## [Consigne]
Pouvez-vous reprendre le récit du voyage de Flaubert et Du Camp vers Pont-l'Abbé à la suite de sa dernière phrase ?

## [Texte fourni]
Aventurier à Pont-l'Abbé

 

«Vingt-cinq ans, de bonnes jambes, une santé solide, de l'argent en poche, l'envie de voir, nul besoin vaniteux, l'enivrement du mouvement, de la jeunesse et de la nature, c'est plus qu'il n'en faut pour jouir de la vie, et nous ne nous en faisions faute Qui parle ? Le préfacier d'un guide de rando ? En quelque sorte. Sauf que la virée a lieu à l'été 1847 et que les conseils concernant la meilleure façon de marcher sont rédigés par Maxime Du Camp, alors ami principal de Gustave Flaubert. Le voyage en Bretagne a été décidé pour «distraire» Flaubert de quelques deuils successifs (son père, sa soeur) et expérimenter, dixit Du Camp, «la vie sauvage».

 


Sopalin

Les deux jeunes hommes ayant des velléités d'écriture, le périple sera l'occasion d'un journal à quatre mains. Du Camp écrit les chapitres pairs et Flaubert, les impairs. Le résultat sera publié sous le titre Par les champs et par les grèves. (1)
Début juin 1847, Gustave et Maxime sont dans le Finistère. Après Quimper, ils longent par la rive gauche l'Odet, jusqu'à la mer. Cul-de-sac. Ils sont du mauvais côté pour atteindre le pays bigouden qu'à l'époque ni eux ni personne n'appellent ainsi. Ils franchissent l'Odet, presque un fleuve à l'instant où elle se jette dans l'Atlantique par un bac menant rive droite à Sainte-Marine. Le bac existait encore au début des années 1970, avant qu'un pont routier ne soit construit en amont. Que cherchent-ils ? Pont-l'Abbé. Mais ils commencent par s'égarer du côté de Combrit dont ils ne disent pas si le clocher était déjà de traviole. Un cantonnier les remet dans la bonne direction. Aujourd'hui, «le chemin poussiéreux» est une route goudronnée où la direction est facile à suivre : Pont-l'Abbé, c'est par ici. Flaubert et Du Camp notent que la plupart des autochtones sont incompréhensibles puisqu'ils parlent un dialecte breton.

## [Lignes enregistrées]
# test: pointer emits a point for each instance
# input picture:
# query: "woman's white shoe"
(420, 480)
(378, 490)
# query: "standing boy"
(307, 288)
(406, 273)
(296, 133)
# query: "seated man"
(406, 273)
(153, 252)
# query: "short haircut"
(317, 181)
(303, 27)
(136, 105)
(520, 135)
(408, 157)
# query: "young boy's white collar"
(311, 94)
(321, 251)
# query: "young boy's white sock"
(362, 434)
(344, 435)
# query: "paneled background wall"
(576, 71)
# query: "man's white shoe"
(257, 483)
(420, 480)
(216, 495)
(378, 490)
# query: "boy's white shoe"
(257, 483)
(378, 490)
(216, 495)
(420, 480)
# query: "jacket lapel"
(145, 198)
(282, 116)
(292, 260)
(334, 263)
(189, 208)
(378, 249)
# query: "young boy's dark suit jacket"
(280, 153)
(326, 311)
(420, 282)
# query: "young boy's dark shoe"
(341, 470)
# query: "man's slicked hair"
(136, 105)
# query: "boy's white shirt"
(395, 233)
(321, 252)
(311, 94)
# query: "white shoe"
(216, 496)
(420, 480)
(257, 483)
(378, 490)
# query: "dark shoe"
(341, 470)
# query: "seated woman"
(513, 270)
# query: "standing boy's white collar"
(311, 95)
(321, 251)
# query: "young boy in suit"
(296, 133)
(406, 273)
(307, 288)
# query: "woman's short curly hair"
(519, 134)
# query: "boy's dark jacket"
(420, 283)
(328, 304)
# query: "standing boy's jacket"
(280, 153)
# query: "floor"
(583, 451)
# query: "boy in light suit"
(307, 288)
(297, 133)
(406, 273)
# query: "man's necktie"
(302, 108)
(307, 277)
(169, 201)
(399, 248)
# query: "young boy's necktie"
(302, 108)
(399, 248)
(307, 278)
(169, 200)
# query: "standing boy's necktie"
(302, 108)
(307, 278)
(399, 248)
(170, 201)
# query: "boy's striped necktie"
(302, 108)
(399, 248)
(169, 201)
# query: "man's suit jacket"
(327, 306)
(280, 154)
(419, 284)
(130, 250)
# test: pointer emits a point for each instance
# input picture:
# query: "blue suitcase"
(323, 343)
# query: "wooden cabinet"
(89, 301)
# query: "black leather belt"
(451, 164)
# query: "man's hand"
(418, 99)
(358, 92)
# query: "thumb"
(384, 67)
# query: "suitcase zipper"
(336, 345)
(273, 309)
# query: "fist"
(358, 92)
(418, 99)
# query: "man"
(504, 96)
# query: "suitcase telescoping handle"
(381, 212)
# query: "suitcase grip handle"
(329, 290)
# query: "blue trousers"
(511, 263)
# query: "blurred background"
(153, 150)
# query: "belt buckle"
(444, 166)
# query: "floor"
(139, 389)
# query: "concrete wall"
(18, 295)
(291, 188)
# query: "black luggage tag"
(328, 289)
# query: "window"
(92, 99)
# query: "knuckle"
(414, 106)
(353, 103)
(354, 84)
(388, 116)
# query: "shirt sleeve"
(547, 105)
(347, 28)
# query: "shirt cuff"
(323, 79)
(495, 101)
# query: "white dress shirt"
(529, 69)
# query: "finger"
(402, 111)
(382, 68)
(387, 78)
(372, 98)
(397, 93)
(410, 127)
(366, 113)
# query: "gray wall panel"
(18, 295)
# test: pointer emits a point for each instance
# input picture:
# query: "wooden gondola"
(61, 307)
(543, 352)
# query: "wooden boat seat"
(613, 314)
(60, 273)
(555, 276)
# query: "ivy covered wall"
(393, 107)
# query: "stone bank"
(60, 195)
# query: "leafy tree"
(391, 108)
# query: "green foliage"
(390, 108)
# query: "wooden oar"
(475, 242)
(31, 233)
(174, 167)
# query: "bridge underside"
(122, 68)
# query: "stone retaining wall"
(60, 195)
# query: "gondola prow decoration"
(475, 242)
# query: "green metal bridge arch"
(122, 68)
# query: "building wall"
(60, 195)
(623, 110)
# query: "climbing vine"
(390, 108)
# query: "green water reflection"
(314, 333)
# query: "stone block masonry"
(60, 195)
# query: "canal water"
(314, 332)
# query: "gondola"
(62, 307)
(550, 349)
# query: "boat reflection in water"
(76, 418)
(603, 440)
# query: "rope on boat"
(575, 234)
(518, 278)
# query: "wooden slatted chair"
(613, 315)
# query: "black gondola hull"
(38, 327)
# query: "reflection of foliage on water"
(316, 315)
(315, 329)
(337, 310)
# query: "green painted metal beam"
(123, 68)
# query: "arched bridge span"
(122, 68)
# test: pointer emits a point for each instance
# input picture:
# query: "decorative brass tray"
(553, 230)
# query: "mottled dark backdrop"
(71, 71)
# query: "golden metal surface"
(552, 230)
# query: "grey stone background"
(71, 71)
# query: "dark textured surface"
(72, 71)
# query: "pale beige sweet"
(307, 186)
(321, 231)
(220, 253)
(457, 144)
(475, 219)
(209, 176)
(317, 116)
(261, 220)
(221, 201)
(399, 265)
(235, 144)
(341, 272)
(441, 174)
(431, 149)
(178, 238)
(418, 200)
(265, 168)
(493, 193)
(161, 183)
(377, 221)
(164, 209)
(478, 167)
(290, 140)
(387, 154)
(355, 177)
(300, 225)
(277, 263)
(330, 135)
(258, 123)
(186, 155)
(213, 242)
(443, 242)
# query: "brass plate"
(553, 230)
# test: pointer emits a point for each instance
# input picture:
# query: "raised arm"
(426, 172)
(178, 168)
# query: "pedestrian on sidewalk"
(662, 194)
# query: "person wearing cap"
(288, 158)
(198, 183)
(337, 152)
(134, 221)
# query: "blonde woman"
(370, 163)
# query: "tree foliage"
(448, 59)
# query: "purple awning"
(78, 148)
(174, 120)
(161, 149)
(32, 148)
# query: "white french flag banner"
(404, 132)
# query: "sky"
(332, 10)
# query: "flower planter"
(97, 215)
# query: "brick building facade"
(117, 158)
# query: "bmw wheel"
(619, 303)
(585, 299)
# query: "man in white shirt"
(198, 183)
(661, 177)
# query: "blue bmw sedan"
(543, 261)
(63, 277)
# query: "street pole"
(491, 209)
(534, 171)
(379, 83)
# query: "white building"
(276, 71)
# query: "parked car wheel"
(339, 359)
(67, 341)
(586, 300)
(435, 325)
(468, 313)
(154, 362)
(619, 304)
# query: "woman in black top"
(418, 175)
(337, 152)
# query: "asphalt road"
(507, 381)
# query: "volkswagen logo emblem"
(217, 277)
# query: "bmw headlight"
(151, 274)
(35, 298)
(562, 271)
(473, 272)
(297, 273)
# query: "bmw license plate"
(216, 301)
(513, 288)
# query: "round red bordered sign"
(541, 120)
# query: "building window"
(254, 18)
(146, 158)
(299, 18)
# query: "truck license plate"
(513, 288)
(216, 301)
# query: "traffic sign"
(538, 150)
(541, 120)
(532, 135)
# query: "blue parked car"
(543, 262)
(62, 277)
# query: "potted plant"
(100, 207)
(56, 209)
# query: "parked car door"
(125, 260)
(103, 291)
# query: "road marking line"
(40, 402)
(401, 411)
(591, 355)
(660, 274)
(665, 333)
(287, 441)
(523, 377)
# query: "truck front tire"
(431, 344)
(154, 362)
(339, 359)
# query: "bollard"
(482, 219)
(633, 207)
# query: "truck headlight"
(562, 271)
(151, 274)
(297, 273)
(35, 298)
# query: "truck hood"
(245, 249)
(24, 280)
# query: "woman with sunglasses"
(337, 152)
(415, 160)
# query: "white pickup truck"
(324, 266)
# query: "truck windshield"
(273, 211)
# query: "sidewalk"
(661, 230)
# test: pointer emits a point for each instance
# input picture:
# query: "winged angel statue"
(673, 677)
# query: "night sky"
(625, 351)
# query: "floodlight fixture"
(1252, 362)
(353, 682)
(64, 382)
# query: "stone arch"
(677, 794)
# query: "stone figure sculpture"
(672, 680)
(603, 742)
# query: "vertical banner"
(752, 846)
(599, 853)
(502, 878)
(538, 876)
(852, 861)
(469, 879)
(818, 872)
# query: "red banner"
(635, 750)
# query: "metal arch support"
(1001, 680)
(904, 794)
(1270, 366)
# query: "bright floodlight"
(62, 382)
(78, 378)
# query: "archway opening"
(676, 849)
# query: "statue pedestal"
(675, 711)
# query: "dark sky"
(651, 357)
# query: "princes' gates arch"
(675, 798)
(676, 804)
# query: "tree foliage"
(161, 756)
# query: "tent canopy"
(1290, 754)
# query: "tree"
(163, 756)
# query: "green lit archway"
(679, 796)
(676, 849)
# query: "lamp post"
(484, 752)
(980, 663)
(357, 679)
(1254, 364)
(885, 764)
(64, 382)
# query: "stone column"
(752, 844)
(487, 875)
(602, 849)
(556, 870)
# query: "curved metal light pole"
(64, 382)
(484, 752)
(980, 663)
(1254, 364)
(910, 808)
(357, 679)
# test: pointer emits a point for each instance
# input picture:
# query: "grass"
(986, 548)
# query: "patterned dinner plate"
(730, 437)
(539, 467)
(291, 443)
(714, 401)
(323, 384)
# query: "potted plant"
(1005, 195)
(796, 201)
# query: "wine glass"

## [Résultat obtenu]
Nos amis seraient sans doute tout aussi déroutés de découvrir aujourd'hui que sur les panneaux indicateurs les noms sont systématiquement sous-titrés en breton, ou tout du moins dans ce breton dit unifié que pratiquement personne ne parle, et a fortiori ne comprend. A «Pont-n'-Abad» donc, ils seraient encore plus sidérés de découvrir le nouveau logo de la ville, une Bigoudène la coiffe au vent. Car au milieu du XIXe siècle, la fameuse coiffe cylindrique, comparable, de loin, à un rouleau de Sopalin, n'existe pas. Flaubert décrit ainsi la coiffure des femmes de Pont-l'Abbé : «Des oreillères brodées leur passent sur la tête laissant le derrière des cheveux à découvert ; le chignon relevé est contenu par le bout par un bandeau rouge, sur lequel elles mettent quelques fois un tout petit bonnet ou calotte blanche.»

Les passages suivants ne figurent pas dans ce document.